**Consegna:** Riscrivi la parte dell'articolo sulle multe dei ministri che va da "La rossa passa" fino a "a spese nostre.", mettendo "sanzioni" al posto di "multe".

Ancora più avanti, discutono di un convegno cui ha partecipato Mastella. Abbamonte: «Clemente si è fatto portare in un agguato perché questi del Pon Sicurezza spendono 10 milioni di euro per servizi sui beni confiscati e regalano all´assessore Abbamonte che va al convegno una Montblanc, per farti capire come sono spesi i soldi (…)». L´ultima frase, prima che i due chiudano la telefonata, è quasi un auto epitaffio: «Il Ministero dell´Interno e questi del Pon sono una banda degli onesti, per non dire altro».


La rossa passa col rosso
di Thomas Mackinson - L'espresso - 22 Ottobre 2009

Autovelox, semafori: i ministri li ignorano. Così Gelmini e Lunardi si fanno togliere le multe. E anche la Brambilla che noleggia pure Mercedes con autista a spese nostre.

I semafori non contano, gli autovelox possono aspettare, l'ecopass non li riguarda: tanto la multa non si paga. E non si paga nemmeno l'auto: è tutto a carico dei contribuenti. Alla Prefettura di Milano, un tempo capitale morale, si sono abituati alle istanze di parlamentari e ministri per chiedere l'annullamento delle sanzioni.

**Dati estratti:**
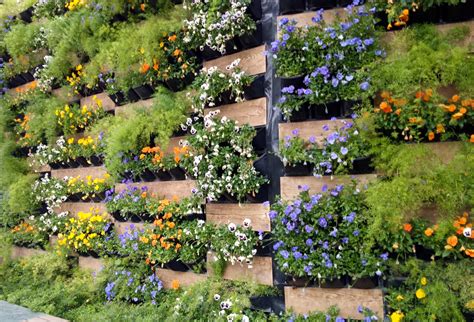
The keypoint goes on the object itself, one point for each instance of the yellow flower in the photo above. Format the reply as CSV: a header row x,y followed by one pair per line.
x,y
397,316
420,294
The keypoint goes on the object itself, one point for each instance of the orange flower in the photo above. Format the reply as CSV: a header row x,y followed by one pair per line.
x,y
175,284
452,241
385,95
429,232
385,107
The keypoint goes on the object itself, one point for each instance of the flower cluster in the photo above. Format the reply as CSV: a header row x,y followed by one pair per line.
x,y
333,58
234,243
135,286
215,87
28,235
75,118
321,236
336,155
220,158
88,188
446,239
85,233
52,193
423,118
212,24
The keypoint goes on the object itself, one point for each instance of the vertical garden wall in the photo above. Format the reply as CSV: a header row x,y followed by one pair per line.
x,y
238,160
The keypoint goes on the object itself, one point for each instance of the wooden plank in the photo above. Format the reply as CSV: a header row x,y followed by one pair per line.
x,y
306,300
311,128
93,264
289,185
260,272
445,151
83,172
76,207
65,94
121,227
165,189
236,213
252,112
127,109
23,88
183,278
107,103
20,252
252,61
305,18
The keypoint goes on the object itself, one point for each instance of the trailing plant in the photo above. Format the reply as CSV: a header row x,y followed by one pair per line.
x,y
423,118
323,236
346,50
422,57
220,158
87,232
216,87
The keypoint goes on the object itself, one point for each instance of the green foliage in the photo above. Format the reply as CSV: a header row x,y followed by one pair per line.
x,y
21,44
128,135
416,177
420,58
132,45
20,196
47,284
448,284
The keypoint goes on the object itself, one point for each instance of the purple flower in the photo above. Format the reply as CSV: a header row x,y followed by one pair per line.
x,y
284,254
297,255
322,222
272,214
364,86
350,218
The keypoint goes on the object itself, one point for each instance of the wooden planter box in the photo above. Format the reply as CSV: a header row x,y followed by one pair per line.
---
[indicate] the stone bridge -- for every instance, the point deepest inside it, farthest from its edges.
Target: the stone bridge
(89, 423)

**Soluzione:**
La rossa passa col rosso
di Thomas Mackinson - L'espresso - 22 Ottobre 2009

Autovelox, semafori: i ministri li ignorano. Così Gelmini e Lunardi si fanno togliere le sanzioni. E anche la Brambilla che noleggia pure Mercedes con autista a spese nostre.